- _TEXTO DE LECTURA_
▶

Por abrumadora que parezca la tarea de recuperar mis habilidades, lo he intentado con la ayuda de un terapeuta y un nuevo medicamento al que me estoy adaptando lentamente. Me dice que sea más bondadosa conmigo de lo que tiendo a ser, que me bañe de elogios por cada pequeña victoria, que sea dulce como el azúcar con el temeroso homúnculo dentro de mí que a menudo deseo aniquilar, para persuadirlo de tomar el camino hacia la paz. La semana pasada finalmente logré darle la vuelta a mi cuadra, hablando con tanta suavidad y delicadeza que el ruido del tráfico ahogó el murmullo de mi voz exhortándome a continuar. Corrí hasta el borde de la cuadra en lugar de darme la vuelta; caminé unos metros más en el parque; llegué casi a la calle más transitada de mi vecindario, aunque tuve que regresar, con la mano presionada contra mi corazón rebelde, antes de llegar al letrero de la calle cuyo poste frío quería tocar en señal de triunfo.

◀

- _REGISTROS PROPORCIONADOS_
▶

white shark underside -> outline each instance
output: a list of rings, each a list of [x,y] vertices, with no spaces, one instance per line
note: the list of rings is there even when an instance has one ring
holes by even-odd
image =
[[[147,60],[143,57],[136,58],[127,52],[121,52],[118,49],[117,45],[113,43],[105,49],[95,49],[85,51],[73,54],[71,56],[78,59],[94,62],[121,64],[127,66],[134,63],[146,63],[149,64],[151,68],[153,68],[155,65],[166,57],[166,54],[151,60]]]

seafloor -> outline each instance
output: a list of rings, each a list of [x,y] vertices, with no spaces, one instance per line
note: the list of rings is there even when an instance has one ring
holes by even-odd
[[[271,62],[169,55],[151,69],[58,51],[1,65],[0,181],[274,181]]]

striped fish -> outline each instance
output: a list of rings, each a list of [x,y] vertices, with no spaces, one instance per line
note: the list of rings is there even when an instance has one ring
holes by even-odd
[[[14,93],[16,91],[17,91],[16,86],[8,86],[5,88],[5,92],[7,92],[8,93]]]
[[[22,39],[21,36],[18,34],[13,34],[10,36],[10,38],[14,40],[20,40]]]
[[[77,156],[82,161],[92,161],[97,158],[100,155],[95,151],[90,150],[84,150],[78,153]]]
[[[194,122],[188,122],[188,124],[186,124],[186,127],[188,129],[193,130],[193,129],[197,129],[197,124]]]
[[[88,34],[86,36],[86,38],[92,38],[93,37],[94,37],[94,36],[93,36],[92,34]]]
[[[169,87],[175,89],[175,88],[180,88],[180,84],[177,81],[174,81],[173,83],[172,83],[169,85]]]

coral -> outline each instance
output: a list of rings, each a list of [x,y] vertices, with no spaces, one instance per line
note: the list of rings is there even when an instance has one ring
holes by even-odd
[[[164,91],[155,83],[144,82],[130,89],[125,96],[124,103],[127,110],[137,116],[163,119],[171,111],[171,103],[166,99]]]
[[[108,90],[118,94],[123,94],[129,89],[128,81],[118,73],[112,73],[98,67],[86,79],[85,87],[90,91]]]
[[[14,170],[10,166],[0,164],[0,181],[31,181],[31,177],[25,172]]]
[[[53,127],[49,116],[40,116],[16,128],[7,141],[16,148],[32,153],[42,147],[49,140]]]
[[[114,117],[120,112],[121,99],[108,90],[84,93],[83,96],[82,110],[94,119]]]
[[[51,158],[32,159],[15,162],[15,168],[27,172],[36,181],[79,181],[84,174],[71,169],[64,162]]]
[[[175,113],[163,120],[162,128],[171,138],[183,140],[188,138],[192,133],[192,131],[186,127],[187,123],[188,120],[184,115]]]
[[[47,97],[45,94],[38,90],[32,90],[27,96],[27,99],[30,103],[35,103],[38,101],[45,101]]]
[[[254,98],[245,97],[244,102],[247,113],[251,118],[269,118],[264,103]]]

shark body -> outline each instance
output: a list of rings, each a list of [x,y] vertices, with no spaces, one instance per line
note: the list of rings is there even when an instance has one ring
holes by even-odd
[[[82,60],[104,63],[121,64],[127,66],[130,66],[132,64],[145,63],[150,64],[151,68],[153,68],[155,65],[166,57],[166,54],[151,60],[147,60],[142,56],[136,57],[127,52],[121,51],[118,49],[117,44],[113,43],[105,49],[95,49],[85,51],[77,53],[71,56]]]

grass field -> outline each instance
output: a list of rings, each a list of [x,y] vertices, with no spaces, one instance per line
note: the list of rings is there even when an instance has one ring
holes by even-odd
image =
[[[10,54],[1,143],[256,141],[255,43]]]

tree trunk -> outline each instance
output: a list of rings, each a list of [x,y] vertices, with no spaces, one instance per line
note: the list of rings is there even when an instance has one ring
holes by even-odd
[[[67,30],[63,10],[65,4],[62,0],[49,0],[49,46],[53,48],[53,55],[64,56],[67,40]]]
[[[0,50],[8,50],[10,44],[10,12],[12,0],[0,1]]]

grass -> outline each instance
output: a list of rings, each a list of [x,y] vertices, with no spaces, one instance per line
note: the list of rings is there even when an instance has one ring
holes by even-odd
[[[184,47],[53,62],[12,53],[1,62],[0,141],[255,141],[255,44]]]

◀

Continúa el relato sobre los paseos por la cuadra a partir de su última oración.

- _RESPUESTA DEL EJERCICIO_
Recuperar mi propia vida del miedo, pieza por pieza, llevará más tiempo que ese año y medio en los reconfortantes brazos del confinamiento y la cuarentena. La desesperación tarda muy poco en cavar su fosa y toma mucho tiempo salir del hoyo; un movimiento a la vez, colgando sobre el abismo. Pero arriba, en algún lugar, se encuentra la luz cálida y brillante de un paseo sin miedo en una tarde de verano, el tintineo de las copas celebrando la camaradería, Midtown y Lisboa. Es un esfuerzo arduo y lento, y cuando emerja, el mundo deslumbrante estará esperando.